**SOURCE PASSAGE**
Start

Outcome-Based Everything: Why We Tie Our Success to Yours_
Outcome-Based Everything: Why We Tie Our Success to Yours
I'll start with a confession. For the first year of Moonxi's consulting practice, we billed by the hour. Time and materials. The industry standard. The safe default.
And I hated every invoice we sent.
Not because the work wasn't good — it was. Not because the rates were wrong — they were market. I hated it because hourly billing creates a structural misalignment between what the client wants and what the consultancy is incentivized to do. The client wants the project finished. The consultancy benefits when it takes longer. Nobody says this out loud. Everyone knows it's true.
So we changed. Not incrementally — a small discount here, a blended rate there — but fundamentally. We moved to outcome-based pricing across everything AI Gens does. Consulting. Investment. Incubation. Every engagement structured so that our success is mathematically tied to yours.

End

**ITEMS**
Start

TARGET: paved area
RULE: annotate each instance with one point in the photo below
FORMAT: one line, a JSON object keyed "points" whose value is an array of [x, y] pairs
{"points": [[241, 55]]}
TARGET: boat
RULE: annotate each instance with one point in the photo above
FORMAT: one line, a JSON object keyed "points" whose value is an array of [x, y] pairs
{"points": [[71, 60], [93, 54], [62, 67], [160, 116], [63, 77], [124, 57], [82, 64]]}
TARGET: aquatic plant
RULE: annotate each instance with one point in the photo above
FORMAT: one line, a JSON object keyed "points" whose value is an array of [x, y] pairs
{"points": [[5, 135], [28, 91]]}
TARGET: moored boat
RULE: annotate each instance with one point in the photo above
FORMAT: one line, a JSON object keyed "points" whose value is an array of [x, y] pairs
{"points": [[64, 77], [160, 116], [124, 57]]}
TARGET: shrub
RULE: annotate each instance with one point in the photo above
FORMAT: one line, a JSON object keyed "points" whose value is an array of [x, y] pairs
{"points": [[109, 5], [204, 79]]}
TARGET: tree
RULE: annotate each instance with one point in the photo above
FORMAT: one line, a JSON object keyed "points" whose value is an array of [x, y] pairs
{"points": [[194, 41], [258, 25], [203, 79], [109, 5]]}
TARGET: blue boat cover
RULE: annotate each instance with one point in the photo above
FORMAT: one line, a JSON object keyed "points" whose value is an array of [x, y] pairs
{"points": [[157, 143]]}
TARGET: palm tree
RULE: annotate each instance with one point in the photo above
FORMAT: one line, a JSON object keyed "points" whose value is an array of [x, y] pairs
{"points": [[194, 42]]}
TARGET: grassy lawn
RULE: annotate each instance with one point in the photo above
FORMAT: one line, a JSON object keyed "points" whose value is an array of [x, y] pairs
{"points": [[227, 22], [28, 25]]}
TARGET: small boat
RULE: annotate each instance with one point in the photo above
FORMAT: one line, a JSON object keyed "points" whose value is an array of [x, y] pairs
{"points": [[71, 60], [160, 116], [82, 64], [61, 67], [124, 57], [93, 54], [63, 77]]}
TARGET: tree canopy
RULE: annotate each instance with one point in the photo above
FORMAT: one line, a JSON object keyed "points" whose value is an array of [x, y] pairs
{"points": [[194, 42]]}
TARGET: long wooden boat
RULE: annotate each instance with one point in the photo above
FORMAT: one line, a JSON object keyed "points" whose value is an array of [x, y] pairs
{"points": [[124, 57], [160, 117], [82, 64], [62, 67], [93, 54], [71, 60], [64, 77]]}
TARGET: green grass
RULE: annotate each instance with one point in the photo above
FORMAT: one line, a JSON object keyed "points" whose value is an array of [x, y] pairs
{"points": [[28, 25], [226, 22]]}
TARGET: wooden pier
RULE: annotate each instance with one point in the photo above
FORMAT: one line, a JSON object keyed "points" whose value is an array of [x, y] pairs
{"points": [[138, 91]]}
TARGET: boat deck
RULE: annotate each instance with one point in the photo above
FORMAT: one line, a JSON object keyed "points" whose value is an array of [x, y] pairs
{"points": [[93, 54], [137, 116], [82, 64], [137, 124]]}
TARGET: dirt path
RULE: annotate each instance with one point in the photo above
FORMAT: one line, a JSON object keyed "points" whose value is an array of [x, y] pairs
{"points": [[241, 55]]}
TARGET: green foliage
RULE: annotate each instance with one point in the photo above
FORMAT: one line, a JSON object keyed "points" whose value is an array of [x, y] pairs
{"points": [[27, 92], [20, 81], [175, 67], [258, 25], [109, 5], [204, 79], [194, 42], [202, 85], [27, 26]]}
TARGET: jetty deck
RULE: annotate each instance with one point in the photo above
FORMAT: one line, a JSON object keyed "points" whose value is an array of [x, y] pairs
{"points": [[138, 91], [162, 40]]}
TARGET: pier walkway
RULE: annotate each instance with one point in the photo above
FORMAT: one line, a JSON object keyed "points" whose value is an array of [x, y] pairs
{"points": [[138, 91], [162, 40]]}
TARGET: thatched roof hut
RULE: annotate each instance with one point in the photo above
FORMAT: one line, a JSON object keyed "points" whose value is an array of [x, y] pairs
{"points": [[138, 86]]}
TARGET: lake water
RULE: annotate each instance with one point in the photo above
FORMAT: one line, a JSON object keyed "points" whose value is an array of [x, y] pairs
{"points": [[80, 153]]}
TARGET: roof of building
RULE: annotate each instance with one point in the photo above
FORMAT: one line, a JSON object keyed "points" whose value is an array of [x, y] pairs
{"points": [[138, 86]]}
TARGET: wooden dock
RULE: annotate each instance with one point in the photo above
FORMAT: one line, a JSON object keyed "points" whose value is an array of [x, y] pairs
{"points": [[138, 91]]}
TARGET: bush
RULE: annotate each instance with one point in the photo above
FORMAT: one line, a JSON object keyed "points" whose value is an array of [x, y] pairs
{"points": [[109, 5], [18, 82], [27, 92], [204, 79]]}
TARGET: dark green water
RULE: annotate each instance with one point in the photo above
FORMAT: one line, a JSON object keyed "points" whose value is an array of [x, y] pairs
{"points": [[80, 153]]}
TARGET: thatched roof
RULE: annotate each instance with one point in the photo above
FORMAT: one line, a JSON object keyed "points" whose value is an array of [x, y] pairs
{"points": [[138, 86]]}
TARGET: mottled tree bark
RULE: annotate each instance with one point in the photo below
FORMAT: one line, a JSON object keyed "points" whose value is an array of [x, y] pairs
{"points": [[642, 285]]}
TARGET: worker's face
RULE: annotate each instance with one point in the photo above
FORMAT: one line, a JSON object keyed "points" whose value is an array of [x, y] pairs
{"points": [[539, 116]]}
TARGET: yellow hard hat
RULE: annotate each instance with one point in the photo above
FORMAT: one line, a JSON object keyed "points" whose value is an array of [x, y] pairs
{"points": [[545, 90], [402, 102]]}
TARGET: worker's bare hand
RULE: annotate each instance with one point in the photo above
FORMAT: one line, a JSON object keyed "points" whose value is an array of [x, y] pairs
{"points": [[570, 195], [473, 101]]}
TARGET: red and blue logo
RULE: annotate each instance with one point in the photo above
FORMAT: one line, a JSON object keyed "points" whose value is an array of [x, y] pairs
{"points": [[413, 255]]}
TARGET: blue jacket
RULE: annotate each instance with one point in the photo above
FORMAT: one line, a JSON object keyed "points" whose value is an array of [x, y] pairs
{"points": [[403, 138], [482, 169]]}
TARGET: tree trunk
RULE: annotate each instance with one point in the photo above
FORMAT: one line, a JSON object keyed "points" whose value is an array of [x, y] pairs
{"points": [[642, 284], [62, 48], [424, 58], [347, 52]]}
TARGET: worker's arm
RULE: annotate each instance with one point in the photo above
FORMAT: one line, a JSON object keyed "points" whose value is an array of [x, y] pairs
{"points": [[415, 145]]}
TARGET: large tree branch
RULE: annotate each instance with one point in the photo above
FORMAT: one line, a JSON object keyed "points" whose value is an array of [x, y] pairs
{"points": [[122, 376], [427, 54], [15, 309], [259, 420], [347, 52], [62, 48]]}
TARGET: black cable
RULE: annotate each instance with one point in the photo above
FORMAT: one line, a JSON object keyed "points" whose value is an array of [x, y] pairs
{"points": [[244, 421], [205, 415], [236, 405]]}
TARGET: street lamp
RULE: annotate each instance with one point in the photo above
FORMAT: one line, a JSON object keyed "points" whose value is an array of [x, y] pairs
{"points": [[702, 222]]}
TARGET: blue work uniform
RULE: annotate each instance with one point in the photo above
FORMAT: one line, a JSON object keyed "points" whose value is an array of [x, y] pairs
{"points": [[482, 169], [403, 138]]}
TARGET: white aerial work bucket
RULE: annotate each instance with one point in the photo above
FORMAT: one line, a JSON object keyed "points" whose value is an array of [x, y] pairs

End

**TASK TO COMPLETE**
In the piece on outcome-based pricing, which areas of work does AI Gens name as moved to outcome-based pricing? List them all. The data isn't needed for this.

**SOLUTION TO THE EXERCISE**
Consulting, Investment, Incubation